Rows taken from a pointing dataset
┌──

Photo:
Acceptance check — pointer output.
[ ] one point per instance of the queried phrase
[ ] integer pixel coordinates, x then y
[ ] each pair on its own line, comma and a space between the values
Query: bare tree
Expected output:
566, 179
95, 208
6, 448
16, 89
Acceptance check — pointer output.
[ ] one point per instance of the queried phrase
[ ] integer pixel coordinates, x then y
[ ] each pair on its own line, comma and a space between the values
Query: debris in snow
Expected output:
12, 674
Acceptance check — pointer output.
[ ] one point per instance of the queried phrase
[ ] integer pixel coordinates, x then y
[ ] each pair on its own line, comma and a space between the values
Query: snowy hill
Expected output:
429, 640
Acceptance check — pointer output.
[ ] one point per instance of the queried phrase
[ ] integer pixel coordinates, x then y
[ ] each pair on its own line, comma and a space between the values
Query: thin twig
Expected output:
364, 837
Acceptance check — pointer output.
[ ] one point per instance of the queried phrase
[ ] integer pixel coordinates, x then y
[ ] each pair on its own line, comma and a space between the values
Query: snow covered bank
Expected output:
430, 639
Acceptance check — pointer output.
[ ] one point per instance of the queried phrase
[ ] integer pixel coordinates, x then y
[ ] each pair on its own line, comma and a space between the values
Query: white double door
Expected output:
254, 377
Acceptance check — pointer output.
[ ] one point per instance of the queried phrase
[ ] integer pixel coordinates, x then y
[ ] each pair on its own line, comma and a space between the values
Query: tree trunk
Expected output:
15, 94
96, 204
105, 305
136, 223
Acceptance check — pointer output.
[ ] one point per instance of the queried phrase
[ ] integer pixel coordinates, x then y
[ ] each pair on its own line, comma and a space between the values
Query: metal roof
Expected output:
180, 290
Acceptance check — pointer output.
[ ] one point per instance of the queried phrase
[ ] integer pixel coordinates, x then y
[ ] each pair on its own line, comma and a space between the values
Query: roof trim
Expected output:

└──

◆ **Instruction**
Reproduce all of the data above line for line, changing nothing.

◆ **The result**
Photo:
Acceptance check — pointer output.
[ ] one point per instance of the queried phrase
[ ] integer pixel coordinates, x then y
[ ] each pair on its own line, comma and a space between the values
Query: bare tree
Expected output:
566, 179
95, 208
6, 448
16, 89
Acceptance check — pointer output.
[ ] one point per instance of the queried phrase
[ ] integer pixel coordinates, x then y
[ ] each pair on its own line, comma and a space between the values
Query: debris in snow
Expected output:
12, 674
Acceptance check — pointer output.
[ ] one point per instance of the queried phrase
[ ] integer pixel coordinates, x then y
[ ] each pair on its own line, comma and a space between the values
Query: snowy hill
Expected output:
429, 640
Acceptance check — pointer output.
[ ] one point per instance of the queried phrase
[ ] integer pixel coordinates, x then y
[ ] each pair on its own line, comma and a space between the values
Query: thin twig
Expected output:
364, 837
Acceptance check — pointer output.
[ ] one point per instance of the queried phrase
[ ] integer pixel coordinates, x then y
[ ] each pair on its own line, comma and a space between the values
Query: snow covered bank
Expected output:
430, 639
Acceptance check — pointer output.
[ ] one point per instance of the queried phrase
[ ] integer pixel coordinates, x then y
[ ] each pair on its own line, comma and a space between the values
Query: white double door
Expected output:
254, 377
Acceptance check — pointer output.
[ ] one point per instance of the queried phrase
[ ] integer pixel coordinates, x then y
[ ] each pair on its own line, comma and a space between the values
Query: tree trunk
Expected output:
15, 94
96, 204
105, 305
136, 223
Acceptance check — pointer output.
[ ] one point per instance of the queried phrase
[ ] integer pixel coordinates, x then y
[ ] each pair on its own line, comma and a space between the values
Query: metal roof
Expected output:
180, 290
Acceptance check — pointer output.
[ ] one point per instance of the queried phrase
[ ] integer pixel coordinates, x then y
[ ] each pair on its own line, comma and a space between the values
Query: roof trim
Expected output:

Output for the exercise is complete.